START

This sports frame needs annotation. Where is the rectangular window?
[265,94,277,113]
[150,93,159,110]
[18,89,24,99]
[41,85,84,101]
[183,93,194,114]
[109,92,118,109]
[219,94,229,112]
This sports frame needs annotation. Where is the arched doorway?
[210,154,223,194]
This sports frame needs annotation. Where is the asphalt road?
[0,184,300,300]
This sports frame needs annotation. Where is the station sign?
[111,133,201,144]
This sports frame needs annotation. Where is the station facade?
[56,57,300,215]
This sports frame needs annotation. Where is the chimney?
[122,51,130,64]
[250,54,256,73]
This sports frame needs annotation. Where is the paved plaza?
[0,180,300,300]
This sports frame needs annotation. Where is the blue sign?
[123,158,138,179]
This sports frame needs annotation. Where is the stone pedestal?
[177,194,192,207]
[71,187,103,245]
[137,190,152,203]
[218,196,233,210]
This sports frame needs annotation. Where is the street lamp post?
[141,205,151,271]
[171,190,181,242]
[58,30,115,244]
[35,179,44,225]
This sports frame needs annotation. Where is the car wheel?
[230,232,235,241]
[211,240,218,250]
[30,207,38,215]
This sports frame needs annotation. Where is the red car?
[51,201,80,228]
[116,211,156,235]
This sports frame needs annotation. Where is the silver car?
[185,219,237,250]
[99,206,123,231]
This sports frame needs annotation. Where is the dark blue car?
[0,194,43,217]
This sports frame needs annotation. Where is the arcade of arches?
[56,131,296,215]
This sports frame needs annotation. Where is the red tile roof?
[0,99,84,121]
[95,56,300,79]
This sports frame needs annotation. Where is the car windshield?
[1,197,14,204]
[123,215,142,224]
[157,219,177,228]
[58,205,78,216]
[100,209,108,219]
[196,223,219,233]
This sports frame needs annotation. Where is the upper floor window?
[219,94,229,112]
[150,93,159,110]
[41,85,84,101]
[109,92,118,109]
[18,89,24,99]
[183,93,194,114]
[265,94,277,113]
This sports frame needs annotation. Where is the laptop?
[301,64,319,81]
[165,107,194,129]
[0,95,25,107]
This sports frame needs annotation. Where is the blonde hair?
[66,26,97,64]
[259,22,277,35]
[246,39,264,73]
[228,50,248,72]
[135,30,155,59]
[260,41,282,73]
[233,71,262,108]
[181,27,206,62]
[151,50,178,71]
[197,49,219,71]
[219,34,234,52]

END

GIVEN PROBLEM => Rewrite the records from the line containing "This sports frame needs annotation. Where is the arcade" through the end of the records, replacing "laptop" with "notebook computer" and leaving everything else unchanged.

ANSWER FOR THIS EXERCISE =>
This sports frame needs annotation. Where is the arcade of arches?
[56,131,296,215]
This sports frame needs annotation. Where is the red tile roof?
[0,99,84,121]
[95,56,300,79]
This sports frame needs annotation. Where is the car windshield?
[1,197,14,204]
[123,215,142,224]
[157,219,177,228]
[58,205,78,216]
[100,209,108,219]
[196,223,219,233]
This sports frame needs annotation. Where is the upper floor window?
[219,94,229,112]
[150,93,159,110]
[41,85,84,101]
[109,92,118,109]
[18,89,24,99]
[183,93,194,114]
[265,94,277,113]
This sports frame needs annotation. Where is the notebook computer?
[301,64,319,81]
[165,107,194,129]
[0,95,25,107]
This sports frame needs annotation. Where is the blonde hair?
[66,26,97,64]
[259,22,277,35]
[246,39,264,73]
[228,50,248,72]
[135,30,155,59]
[260,41,282,73]
[233,71,262,108]
[181,27,206,62]
[151,50,178,71]
[197,49,219,71]
[219,34,234,52]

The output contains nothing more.